**Exercise prompt:** The expected output is a verbatim reprint of the lines from the beginning of the data that follows through the line that contains "Trace the outline of every instance of the ceiling".
Segment Start: Available data
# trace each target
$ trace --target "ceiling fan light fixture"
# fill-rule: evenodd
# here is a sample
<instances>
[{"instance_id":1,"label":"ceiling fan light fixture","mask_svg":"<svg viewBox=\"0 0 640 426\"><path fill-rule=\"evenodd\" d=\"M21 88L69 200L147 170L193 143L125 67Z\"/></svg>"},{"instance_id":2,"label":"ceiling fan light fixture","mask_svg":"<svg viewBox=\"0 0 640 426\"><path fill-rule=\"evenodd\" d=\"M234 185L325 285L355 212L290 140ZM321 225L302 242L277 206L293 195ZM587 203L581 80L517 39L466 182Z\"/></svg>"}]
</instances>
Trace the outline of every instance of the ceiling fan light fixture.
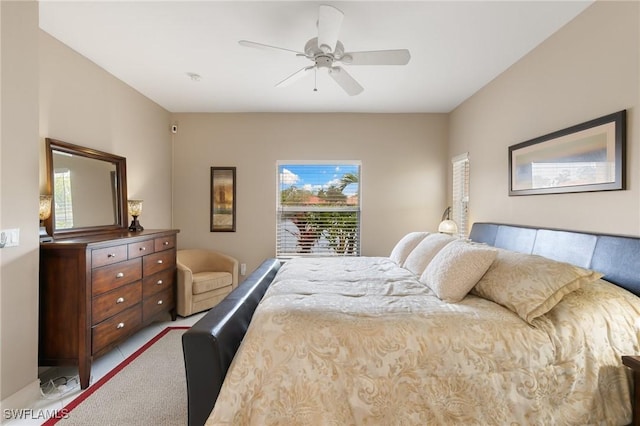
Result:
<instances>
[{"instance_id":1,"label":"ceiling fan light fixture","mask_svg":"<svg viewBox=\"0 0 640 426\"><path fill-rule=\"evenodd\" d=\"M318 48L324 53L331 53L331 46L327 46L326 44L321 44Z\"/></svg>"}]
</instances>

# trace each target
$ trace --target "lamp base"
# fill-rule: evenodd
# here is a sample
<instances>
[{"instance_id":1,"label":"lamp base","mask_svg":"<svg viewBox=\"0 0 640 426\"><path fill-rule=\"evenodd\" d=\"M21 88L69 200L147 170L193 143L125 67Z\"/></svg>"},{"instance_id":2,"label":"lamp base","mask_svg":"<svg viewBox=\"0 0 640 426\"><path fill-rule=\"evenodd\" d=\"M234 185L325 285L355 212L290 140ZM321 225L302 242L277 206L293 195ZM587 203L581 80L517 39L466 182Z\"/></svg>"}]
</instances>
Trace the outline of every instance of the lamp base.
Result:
Segment End: Available data
**Exercise answer:**
# trace each target
$ trace --target "ceiling fan light fixture"
# fill-rule: evenodd
# here is a sample
<instances>
[{"instance_id":1,"label":"ceiling fan light fixture","mask_svg":"<svg viewBox=\"0 0 640 426\"><path fill-rule=\"evenodd\" d=\"M21 88L69 200L147 170L193 143L125 67Z\"/></svg>"},{"instance_id":2,"label":"ceiling fan light fixture","mask_svg":"<svg viewBox=\"0 0 640 426\"><path fill-rule=\"evenodd\" d=\"M234 185L325 285L355 212L290 140ZM321 225L302 242L277 206L293 195ZM587 203L581 80L517 39L466 182Z\"/></svg>"}]
</instances>
Trace the outline of every instance of the ceiling fan light fixture.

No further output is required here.